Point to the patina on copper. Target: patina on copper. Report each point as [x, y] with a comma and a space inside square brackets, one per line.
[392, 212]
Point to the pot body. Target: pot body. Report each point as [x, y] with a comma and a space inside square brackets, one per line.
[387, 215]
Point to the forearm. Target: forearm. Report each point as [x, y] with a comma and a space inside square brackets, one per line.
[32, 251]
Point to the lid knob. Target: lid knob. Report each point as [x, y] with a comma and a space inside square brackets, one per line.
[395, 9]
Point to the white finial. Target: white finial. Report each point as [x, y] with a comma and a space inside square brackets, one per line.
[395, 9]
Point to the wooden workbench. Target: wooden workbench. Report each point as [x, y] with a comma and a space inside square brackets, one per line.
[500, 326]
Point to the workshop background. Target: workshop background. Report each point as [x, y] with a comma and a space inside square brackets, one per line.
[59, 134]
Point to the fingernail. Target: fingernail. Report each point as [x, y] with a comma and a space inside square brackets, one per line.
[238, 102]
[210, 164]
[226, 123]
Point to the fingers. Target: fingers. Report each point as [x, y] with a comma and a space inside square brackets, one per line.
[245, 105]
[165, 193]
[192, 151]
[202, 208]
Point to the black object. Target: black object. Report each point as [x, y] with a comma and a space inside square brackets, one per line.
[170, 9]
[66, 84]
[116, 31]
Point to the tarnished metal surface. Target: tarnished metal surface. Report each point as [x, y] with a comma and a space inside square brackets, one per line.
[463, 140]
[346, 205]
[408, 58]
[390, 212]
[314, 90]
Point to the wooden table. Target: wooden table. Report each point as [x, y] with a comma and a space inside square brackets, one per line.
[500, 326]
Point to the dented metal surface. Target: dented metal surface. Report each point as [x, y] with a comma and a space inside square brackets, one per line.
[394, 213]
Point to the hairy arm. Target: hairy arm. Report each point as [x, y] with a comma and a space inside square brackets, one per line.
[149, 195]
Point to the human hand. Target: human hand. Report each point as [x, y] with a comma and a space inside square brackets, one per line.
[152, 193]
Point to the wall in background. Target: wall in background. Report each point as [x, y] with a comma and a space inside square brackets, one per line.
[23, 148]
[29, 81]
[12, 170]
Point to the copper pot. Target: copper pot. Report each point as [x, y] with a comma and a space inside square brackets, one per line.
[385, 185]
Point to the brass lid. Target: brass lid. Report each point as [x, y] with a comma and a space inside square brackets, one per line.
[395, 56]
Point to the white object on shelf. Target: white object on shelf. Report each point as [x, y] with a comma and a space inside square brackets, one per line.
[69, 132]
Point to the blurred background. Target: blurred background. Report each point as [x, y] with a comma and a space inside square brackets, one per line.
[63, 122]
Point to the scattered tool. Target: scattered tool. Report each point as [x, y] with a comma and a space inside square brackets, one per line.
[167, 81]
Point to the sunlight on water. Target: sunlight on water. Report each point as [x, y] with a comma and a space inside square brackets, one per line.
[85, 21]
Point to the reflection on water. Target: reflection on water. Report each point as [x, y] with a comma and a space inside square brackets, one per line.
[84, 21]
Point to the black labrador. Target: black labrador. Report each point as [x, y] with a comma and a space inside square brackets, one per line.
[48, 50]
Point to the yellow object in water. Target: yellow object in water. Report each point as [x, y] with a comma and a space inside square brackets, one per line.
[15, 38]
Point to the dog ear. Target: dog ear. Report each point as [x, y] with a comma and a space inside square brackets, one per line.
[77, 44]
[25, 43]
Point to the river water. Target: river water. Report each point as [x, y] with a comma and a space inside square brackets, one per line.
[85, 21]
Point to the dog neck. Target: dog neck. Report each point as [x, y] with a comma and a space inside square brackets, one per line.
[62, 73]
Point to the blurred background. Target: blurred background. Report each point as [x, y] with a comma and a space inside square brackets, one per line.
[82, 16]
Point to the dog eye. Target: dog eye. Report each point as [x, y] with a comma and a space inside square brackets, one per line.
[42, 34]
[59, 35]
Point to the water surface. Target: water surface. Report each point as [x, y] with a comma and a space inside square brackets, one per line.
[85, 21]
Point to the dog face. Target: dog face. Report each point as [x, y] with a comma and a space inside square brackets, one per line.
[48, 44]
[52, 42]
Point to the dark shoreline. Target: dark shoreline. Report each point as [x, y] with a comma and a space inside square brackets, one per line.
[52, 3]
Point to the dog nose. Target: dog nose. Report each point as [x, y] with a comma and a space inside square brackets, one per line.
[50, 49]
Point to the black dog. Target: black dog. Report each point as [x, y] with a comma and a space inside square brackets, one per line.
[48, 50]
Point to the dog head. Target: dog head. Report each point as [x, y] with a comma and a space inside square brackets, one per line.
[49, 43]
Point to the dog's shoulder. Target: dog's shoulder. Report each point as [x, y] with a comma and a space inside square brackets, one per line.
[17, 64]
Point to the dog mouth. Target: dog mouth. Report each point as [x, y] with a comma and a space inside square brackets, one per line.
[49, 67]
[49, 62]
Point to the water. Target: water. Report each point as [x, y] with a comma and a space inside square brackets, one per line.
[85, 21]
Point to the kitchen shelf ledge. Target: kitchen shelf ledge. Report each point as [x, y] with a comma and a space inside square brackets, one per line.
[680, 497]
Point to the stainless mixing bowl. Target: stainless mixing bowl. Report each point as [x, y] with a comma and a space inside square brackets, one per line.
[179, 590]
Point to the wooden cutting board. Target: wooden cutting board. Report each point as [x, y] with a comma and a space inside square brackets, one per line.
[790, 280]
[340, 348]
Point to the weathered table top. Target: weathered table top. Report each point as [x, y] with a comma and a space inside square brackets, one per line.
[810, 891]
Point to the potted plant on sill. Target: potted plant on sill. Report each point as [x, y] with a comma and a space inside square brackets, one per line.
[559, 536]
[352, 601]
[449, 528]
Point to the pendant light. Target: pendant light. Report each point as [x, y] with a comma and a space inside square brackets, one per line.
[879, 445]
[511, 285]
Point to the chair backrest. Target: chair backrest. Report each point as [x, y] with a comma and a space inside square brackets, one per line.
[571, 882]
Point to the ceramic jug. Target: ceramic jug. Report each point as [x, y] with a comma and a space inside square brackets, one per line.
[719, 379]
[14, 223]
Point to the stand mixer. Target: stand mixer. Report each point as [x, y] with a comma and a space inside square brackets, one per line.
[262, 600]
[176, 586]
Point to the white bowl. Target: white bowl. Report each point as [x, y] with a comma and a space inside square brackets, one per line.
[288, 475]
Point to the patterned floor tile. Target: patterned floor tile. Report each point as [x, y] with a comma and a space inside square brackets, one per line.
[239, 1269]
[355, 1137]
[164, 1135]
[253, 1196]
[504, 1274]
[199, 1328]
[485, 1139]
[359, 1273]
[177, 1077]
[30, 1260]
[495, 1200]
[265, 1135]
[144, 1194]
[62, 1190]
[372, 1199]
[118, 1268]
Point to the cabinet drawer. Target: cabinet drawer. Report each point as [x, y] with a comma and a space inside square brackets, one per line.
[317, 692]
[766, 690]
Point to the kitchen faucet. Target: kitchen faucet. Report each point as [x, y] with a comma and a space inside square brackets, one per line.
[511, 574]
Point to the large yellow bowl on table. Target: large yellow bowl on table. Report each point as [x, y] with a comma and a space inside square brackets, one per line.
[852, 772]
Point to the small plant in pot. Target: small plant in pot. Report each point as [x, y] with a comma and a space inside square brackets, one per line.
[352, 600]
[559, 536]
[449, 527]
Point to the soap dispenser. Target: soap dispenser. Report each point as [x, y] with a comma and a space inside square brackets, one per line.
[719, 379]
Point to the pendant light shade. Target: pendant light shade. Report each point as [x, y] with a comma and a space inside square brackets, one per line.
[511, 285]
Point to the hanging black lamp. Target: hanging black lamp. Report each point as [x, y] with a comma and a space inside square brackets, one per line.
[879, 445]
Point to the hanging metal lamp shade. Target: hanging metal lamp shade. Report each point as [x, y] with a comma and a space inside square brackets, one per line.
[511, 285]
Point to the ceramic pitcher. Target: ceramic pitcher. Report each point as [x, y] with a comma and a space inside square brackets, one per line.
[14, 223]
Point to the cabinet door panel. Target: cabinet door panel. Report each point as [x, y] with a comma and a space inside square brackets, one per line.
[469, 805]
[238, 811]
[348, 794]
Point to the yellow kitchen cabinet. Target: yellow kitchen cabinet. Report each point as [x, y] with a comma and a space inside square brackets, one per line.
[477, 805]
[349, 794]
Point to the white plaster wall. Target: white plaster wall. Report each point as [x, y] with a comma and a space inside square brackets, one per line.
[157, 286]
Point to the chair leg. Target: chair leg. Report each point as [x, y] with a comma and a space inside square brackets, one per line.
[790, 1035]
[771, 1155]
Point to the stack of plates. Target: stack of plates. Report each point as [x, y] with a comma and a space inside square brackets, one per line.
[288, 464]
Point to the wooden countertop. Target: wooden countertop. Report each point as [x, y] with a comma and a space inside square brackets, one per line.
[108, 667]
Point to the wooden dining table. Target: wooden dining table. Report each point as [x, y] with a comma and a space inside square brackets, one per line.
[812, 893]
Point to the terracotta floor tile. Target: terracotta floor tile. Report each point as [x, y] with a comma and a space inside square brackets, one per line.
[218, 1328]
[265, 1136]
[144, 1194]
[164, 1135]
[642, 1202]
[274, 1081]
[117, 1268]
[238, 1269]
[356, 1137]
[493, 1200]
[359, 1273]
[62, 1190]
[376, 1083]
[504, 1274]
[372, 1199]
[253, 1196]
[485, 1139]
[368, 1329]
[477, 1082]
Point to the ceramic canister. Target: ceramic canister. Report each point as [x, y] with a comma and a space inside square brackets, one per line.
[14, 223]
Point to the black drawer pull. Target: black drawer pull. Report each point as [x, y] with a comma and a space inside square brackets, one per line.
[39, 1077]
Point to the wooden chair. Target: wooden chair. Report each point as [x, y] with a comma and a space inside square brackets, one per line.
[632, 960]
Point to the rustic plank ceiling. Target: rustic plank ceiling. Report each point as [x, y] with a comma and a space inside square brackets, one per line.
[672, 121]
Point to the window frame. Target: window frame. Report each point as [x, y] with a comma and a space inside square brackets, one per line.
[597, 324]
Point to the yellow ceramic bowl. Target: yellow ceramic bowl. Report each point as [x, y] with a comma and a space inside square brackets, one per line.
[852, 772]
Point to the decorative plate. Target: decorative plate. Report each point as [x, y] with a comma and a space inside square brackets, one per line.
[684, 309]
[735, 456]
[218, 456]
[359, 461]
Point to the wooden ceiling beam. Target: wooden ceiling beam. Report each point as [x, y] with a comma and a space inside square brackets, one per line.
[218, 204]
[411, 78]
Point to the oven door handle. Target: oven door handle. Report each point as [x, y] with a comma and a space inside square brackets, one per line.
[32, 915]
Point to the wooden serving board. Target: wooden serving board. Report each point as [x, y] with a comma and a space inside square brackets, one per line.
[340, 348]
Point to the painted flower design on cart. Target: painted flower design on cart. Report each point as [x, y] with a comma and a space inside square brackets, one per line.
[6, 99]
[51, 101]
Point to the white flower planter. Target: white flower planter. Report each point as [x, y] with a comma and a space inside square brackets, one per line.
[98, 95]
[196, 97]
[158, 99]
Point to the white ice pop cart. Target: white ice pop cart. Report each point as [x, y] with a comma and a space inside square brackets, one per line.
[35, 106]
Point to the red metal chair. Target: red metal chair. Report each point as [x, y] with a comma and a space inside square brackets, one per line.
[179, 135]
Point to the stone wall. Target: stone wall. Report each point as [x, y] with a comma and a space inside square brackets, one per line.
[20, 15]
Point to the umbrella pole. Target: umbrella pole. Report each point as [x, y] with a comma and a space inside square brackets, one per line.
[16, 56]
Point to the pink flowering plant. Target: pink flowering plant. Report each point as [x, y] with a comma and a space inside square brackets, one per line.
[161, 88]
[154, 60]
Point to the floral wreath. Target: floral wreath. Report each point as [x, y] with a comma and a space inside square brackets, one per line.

###

Aim:
Repeat, word for word, every line from the line that contains "Point to the white ice" to the end of the entries; include both of those lines and no others.

Solved exercise:
Point to the white ice pop cart. Target: white ice pop cart. Report each point as [x, y] with a comma and a space inside square brackets, one per line.
[35, 106]
Point to the red metal chair. Target: red metal chair. Report each point as [x, y] with a comma and a space inside square brackets, one per line.
[179, 135]
Point to the stone wall. Target: stone wall. Report each point as [x, y] with a comma and a space inside square brackets, one per line.
[20, 15]
Point to the umbrella pole. Target: umbrella pole. Report each point as [x, y] with a comma and a space inside square brackets, one per line.
[16, 56]
Point to the pink flowering plant. Target: pink flowering plant. Report each point as [x, y] with a comma and a space inside square brackets, one per line.
[161, 88]
[154, 60]
Point to the floral wreath. Target: floral wreath. Report each point as [x, y] with a comma and a space inside square brackets, one per line.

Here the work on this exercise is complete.